Data:
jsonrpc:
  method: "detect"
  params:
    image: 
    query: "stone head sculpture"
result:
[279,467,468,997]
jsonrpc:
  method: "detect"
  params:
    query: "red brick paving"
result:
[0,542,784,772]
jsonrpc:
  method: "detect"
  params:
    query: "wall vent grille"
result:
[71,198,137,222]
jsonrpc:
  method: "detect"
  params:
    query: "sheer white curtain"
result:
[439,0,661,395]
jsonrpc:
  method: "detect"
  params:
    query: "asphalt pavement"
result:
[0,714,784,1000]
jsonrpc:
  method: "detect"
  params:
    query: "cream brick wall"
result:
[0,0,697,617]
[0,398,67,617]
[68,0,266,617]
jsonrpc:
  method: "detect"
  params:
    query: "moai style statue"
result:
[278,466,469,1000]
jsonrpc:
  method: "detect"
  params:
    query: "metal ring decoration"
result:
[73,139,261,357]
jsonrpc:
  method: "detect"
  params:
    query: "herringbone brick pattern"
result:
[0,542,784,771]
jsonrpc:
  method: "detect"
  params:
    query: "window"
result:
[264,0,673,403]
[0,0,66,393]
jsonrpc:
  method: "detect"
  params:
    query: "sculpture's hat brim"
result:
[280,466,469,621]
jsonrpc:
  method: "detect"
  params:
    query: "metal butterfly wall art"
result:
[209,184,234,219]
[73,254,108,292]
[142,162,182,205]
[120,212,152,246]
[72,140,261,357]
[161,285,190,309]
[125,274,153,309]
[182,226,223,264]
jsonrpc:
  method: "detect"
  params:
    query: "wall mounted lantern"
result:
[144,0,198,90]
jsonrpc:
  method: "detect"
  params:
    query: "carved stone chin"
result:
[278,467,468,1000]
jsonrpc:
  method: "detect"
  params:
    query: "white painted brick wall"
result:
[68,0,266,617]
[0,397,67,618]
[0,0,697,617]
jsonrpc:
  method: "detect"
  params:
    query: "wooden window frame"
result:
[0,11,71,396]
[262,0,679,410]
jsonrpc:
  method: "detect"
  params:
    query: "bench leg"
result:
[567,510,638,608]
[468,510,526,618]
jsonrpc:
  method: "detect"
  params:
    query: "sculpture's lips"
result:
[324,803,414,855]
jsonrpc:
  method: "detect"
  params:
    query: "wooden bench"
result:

Problem details: Rewrite every entry above with each "detect" replaced by "locate". Leave everything else unchanged.

Exercise result:
jsonrpc:
  method: "locate"
  params:
    image: 
    query: "stone head sculpture"
result:
[279,467,468,997]
jsonrpc:
  method: "locate"
  params:
    query: "red brick paving"
result:
[0,542,784,772]
jsonrpc:
  method: "locate"
  params:
    query: "wall vent grille"
result:
[71,198,137,222]
jsonrpc:
  method: "locate"
  params:
    query: "sheer white curtain"
result:
[439,0,661,395]
jsonrpc:
  method: "locate"
  params:
    query: "asphalt pavement"
result:
[0,714,784,1000]
jsonrpc:
  method: "locate"
  params:
    query: "cream brick wall"
result:
[0,0,697,617]
[0,398,67,617]
[68,0,266,617]
jsonrpc:
  method: "locate"
  params:
    query: "moai style statue"
result:
[278,466,469,1000]
jsonrpc:
  method: "locate"
  params:
    query: "metal ring decoration"
result:
[73,139,261,357]
jsonrpc:
  method: "locate"
  params:
    query: "herringbone brick pattern"
result:
[0,542,784,771]
jsonrpc:
  method: "locate"
  params:
    query: "window"
result:
[264,0,673,403]
[0,0,66,393]
jsonrpc:
  method: "locate"
  params:
    query: "sculpture's hat brim"
result:
[280,466,469,621]
jsonrpc:
  method: "locate"
  params:
    query: "metal butterfly wall art"
result:
[209,184,234,219]
[73,254,108,292]
[142,162,182,205]
[120,212,152,246]
[72,140,261,357]
[161,285,190,309]
[125,274,153,309]
[182,226,223,264]
jsonrpc:
  method: "locate"
  params:
    query: "wall mounted lantern"
result:
[144,0,198,90]
jsonrpc:
  method: "locate"
  params:
    query: "carved stone chin"
result:
[278,467,468,1000]
jsonrpc:
  method: "locate"
  params:
    query: "white painted brick wall"
result:
[68,0,266,617]
[0,397,67,618]
[0,0,697,617]
jsonrpc:
  method: "locate"
  params:
    query: "wooden window frame"
result:
[0,11,71,396]
[262,0,679,410]
jsonrpc:
  method: "locate"
  params:
    query: "bench leg"
result:
[567,510,638,608]
[468,510,526,618]
jsonrpc:
  method: "locate"
  params:
    query: "sculpture's lips"
result:
[324,803,414,855]
jsonrpc:
  method: "locate"
  params:
    query: "wooden bench"
result:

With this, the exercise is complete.